Transcribe literalmente el fragmento del texto sobre Palma comprendido entre "Si creyera en los ángeles, diría que a" y "Soy un borrador.", ambos incluidos.

### Texto proporcionado
● ● ● ● ● ● ●

Si creyera en los ángeles, diría que a veces bajan del cielo para caminar por una ciudad que se llama Palma pero también podría llamarse Berlín. Si creyera en los ángeles, diría que se cortan las alas para poner su cuerpo a tierra. Si creyera en los ángeles sabría que tú no existes y yo tampoco. Soy un borrador.

"Mírame, Occidente se muere, mi amor. Guerra y paz, derramada la sangre, los vinos se amargan". La tarareaba desde la mañana de Navidad, tras el paseo por parques vacíos, por plazas desiertas, por personas solitarias que se hacían compañía por un perro. ¡Qué solos estamos que solo tira de nosotros un can!

Suena el teléfono, parpadea en verde ese pesado con nombre de guasa, y a él le pesan los 21 gramos de un alma que sabe invento. Ni de Dios ni de nadie, ni tuya siquiera. Agustín García Calvo no tiene calle en esta ciudad del Mediterráneo, pero él estuvo aquí, con los de la fábrica Coromina, derribada para poner una gasolinera y porque los okupas no pagan con dinero. Muy cerca puede que salga de su extrañamiento Marcel Camus, ayudado por los niños que se columpiarán porque apenas poco más pueden hacer los Extranjeros que columpiarse en un trozo de tierra que llaman parque.

Mira por la ventana, y ahí sigue ese mar de blues, como sigue el edificio de Gesa, con pestañas marrones que se le iluminan a la puesta de sol. Ahí está sin que nadie prenda la mecha un palacio que es amasijo de vergüenza. Esto no es una inocentada. Nadie pasará a cuchillo a los inocentes porque no los hay. Esto no es cuento. Es la realidad, Un esbozo. "Mírame, Occidente se muere, mi amor".

● ● ● ● ● ● ●

### Datos proporcionados
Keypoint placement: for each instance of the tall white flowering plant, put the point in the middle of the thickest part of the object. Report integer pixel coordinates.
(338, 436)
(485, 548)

● ● ● ● ● ● ●

### Solución a continuación
Si creyera en los ángeles, diría que a veces bajan del cielo para caminar por una ciudad que se llama Palma pero también podría llamarse Berlín. Si creyera en los ángeles, diría que se cortan las alas para poner su cuerpo a tierra. Si creyera en los ángeles sabría que tú no existes y yo tampoco. Soy un borrador.